ACTION ITEM:
Give back exactly the lines of the material below, starting with the line with "pool on this photo." and going on through the line with "alcove on this photo.".

DATA RECORDS:
⁂

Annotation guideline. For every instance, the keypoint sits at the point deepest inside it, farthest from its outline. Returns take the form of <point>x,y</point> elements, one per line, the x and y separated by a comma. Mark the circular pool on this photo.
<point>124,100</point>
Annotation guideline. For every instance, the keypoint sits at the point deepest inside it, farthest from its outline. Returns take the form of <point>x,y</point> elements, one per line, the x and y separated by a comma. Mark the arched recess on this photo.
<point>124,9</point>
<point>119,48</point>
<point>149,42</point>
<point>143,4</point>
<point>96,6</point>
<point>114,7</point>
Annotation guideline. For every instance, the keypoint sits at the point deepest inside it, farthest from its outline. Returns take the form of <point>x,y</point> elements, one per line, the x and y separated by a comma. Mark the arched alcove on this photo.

⁂

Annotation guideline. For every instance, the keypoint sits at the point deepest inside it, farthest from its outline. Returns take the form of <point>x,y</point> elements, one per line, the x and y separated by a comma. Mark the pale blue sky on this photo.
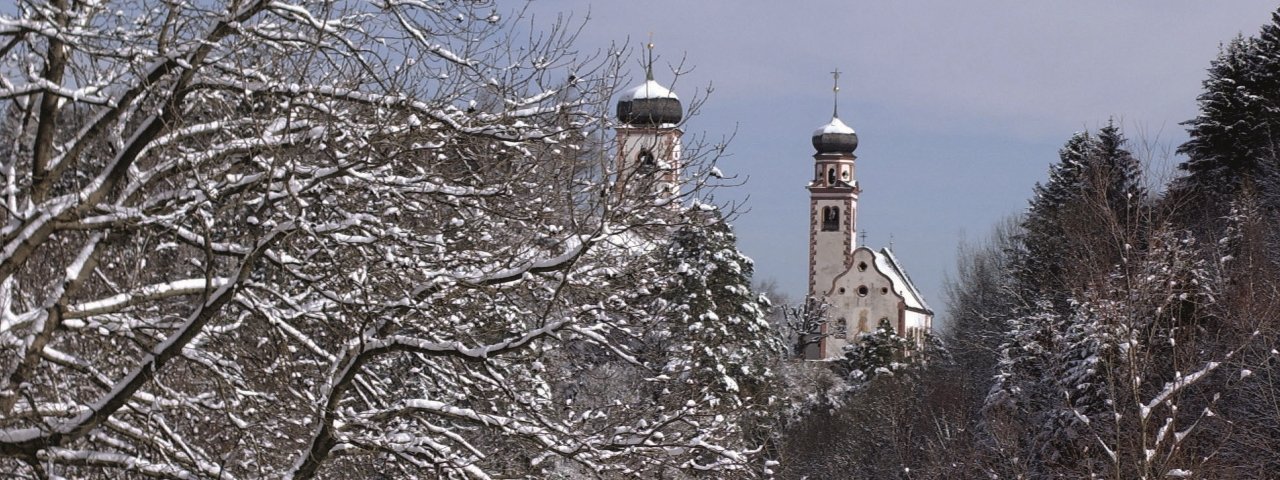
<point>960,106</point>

⁂

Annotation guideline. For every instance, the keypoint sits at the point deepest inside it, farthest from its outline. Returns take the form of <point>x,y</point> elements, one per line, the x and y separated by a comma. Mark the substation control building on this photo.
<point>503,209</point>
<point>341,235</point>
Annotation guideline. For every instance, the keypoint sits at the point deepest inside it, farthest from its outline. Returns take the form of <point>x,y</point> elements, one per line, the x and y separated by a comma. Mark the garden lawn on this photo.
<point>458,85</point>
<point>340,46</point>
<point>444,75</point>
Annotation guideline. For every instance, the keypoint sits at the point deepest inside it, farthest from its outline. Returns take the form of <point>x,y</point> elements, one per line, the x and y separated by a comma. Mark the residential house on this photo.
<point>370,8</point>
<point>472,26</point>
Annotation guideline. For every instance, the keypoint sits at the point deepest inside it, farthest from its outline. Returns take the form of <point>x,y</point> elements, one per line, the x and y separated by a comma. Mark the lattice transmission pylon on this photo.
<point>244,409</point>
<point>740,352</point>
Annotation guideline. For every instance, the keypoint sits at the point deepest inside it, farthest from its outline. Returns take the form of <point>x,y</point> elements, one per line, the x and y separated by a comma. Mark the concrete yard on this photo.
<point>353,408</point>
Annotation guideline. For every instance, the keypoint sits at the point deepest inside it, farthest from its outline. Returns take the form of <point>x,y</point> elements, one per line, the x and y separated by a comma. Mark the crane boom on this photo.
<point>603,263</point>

⁂

ANSWER AREA:
Annotation guideline. For every instance, the keypoint sits at the point deepest inside it, farthest from its outline. Returns take the form of <point>x,y</point> elements, one per line, the x and y separated by a comma. Mark the circular pool on this photo.
<point>124,100</point>
Annotation guideline. For every instance, the keypoint sits at the point deepest inside it, farthest from its outline. Returns take the form of <point>x,y</point> elements, one per line, the x and y separated by a comma. Mark the arched recess on this photo.
<point>124,9</point>
<point>119,48</point>
<point>149,42</point>
<point>143,4</point>
<point>96,6</point>
<point>114,7</point>
Annotation guideline. For every instance, the keypoint sits at the point deepest inside it, farthest from its outline. Returns take the form of <point>x,y</point> elements, one per line, the x and y separated by a comma. Mark the arched alcove on this photo.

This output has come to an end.